### TEXTE SOURCE ###

Je l’ai prise par la main et nous nous sommes dirigés vers les escaliers.
Les choses sont devenues plus simples une fois entrés dans l’appartement. Elle s’est aussitôt assise par terre. Je l’ai aidée à retirer ses chaussures et emmenée dans la chambre. Je lui ai montré du doigt des photos accrochées au mur et lui ai demandé si elle reconnaissait des gens. « C’est moi ! » a-t-elle dit avec joie. « Et ici, c’est George ! » Cela a beaucoup aidé.
En l’espace de quelques minutes, j’étais passé du statut d’agresseur à celui de protecteur paternel. En tant que petit copain, ces deux situations étaient étranges – mais au moins, elle n’était plus effrayée. Nous avons regardé la TV le reste de la nuit, en attendant le retour de la femme que j’aimais.
Quand elle m’a parlé pour la première fois de son trouble, j’ai pris du temps pour étudier les dissociations d’identité. Comme pour beaucoup de maladies mentales, il y a énormément de suppositions et de théories entourant cet état – ce qui est compréhensible vu qu’il s’agit du cerveau, un organe encore plein de mystères. Cependant, le trouble dissociatif de l’identité est considéré comme étant « probablement le plus discuté des diagnostics psychiatriques ».
C’est une maladie rare, mais une de celles qui apparaissent souvent dans la culture populaire. Si vous en avez déjà entendu parler auparavant, vous savez sans doute qu’il y a de multiples formes du trouble. Ses représentations dans l’imaginaire sont souvent blessantes, avec de multiples personnalités fréquemment dépeintes comme des luttes entre le bien et le mal, tel docteur Jekyll et Mister Hyde. Au même titre que pour la schizophrénie, les personnes touchées sont souvent présentées comme des sociopathes – alors qu’en vrai, ils sont bien plus en danger que dangereux.
Beaucoup de gens atteints de cette maladie font état de violences physiques ou sexuelles subies pendant leur enfance, ce qui a conduit les chercheurs à croire que son développement était une réaction à des traumatismes. Je savais déjà que, plus jeune, ma copine avait été battue par son père – elle m’en avait parlé plusieurs fois. Cela était donc en cohérence avec sa condition. Une autre hypothèse suggère que les TDI sont causées par des thérapies qui visent à faire retrouver la mémoire à des patients – mais cela ne s’appliquait pas dans le cas de ma copine.

### DONNÉES FOURNIES ###

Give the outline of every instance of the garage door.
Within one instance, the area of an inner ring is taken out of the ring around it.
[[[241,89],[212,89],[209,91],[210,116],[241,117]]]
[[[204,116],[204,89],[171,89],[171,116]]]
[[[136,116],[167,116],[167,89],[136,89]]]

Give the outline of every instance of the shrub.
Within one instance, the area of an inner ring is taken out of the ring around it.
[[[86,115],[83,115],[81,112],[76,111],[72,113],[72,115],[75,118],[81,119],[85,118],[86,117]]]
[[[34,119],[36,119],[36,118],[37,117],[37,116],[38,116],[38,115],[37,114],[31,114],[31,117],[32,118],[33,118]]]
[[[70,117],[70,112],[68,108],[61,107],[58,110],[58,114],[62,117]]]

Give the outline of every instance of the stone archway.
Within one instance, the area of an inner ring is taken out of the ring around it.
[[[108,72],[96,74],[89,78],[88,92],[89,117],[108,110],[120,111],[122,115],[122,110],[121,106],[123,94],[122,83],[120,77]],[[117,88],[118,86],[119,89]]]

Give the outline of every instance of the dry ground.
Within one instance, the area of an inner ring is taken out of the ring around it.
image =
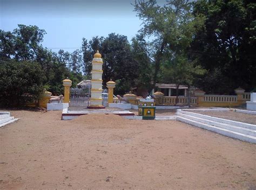
[[[196,113],[209,115],[210,116],[231,119],[240,122],[245,122],[256,125],[256,115],[241,113],[239,112],[230,111],[191,111]]]
[[[0,189],[254,189],[256,145],[178,121],[12,111]]]

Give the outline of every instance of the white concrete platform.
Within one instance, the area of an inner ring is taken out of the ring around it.
[[[227,111],[234,109],[194,109],[202,111]],[[240,122],[178,109],[177,120],[242,141],[256,144],[256,125]]]
[[[47,104],[47,111],[49,110],[62,110],[63,109],[69,107],[68,103],[51,103]]]
[[[123,109],[131,109],[131,104],[130,103],[109,103],[110,108],[118,108]]]
[[[8,124],[13,123],[19,119],[11,116],[10,112],[0,112],[0,127],[3,126]]]

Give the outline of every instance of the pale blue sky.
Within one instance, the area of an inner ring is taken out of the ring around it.
[[[18,24],[37,25],[47,32],[43,45],[48,48],[80,47],[83,38],[111,32],[130,40],[142,27],[131,3],[134,1],[0,0],[0,28],[12,31]]]

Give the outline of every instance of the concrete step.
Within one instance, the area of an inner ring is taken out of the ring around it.
[[[171,116],[156,116],[155,118],[156,120],[161,121],[161,120],[176,120],[176,115]]]
[[[0,114],[0,119],[10,117],[10,112],[6,112],[6,114]]]
[[[206,119],[208,120],[213,121],[217,122],[227,124],[228,125],[238,126],[240,128],[246,128],[248,129],[252,129],[253,130],[256,130],[256,125],[253,125],[252,124],[246,123],[243,122],[237,122],[232,120],[228,120],[226,119],[223,119],[221,118],[215,117],[205,115],[194,113],[193,112],[185,111],[181,110],[177,110],[177,113],[180,113],[185,115],[188,115],[192,116],[202,118],[203,119]]]
[[[181,114],[180,112],[177,113],[177,115],[183,117],[185,117],[191,120],[196,121],[198,122],[207,124],[208,125],[213,125],[213,126],[221,128],[223,129],[229,130],[232,131],[239,132],[244,135],[247,135],[252,136],[253,137],[256,137],[256,130],[254,130],[241,128],[240,126],[234,126],[234,125],[230,125],[227,124],[225,124],[223,123],[220,123],[220,122],[213,121],[212,120],[204,119],[200,117],[192,116],[190,115]]]
[[[0,119],[0,124],[8,122],[10,120],[14,119],[14,117],[8,117]]]
[[[18,118],[15,118],[15,119],[12,119],[9,120],[6,122],[2,123],[0,124],[0,127],[2,127],[2,126],[4,126],[5,125],[7,125],[8,124],[13,123],[13,122],[14,122],[18,120],[18,119],[19,119]]]
[[[177,120],[192,125],[199,127],[211,131],[219,133],[225,136],[238,139],[248,143],[256,144],[256,137],[250,135],[244,135],[239,132],[232,131],[226,129],[223,129],[218,126],[208,125],[181,116],[177,116]]]

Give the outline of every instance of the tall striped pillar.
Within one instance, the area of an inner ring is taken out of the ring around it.
[[[105,107],[102,105],[102,65],[103,61],[102,55],[99,51],[94,54],[92,59],[92,69],[91,72],[92,74],[91,89],[91,99],[90,100],[90,106],[88,108],[102,109]]]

###

ACTIONS À MENER -
1 – Reproduisez fidèlement le passage du texte sur le trouble dissociatif de l'identité, de « Les choses sont » à « a beaucoup aidé. ».
2 – Rédigez la suite du texte sur le trouble dissociatif de l'identité, en reprenant juste après sa dernière phrase.
Les lignes forment un ensemble à part, indépendant du texte source.

RÉPONSES PAR CONSIGNE -
1 –
Les choses sont devenues plus simples une fois entrés dans l’appartement. Elle s’est aussitôt assise par terre. Je l’ai aidée à retirer ses chaussures et emmenée dans la chambre. Je lui ai montré du doigt des photos accrochées au mur et lui ai demandé si elle reconnaissait des gens. « C’est moi ! » a-t-elle dit avec joie. « Et ici, c’est George ! » Cela a beaucoup aidé.

2 –
Pour elle, les crises surviennent sporadiquement. Elle peut passer des mois ou des années sans aucun problème et en faire plusieurs en un espace-temps assez restreint. Elles arrivent presque toujours dans des moments de stress fort. Elle m’a plus tard expliqué que ses crises dissociatives survenaient lorsque son cerveau ne parvenait pas à surmonter le stress et qu’il se « retirait » donc de son corps pour une courte période, le temps de la faire souffler.
Pendant les trois heures qu’a durées cette crise, j’ai pu voir quelques petits morceaux de sa personnalité rejaillir. Une fois mise devant la TV, elle a reconnu son personnage favori et un sourire a parcouru son visage. Un petit peu plus tard, je lui ai demandé si elle savait qui j’étais. « Je te connais et je t’aime », a-t-elle dit. Entendre ces mots signifiait beaucoup.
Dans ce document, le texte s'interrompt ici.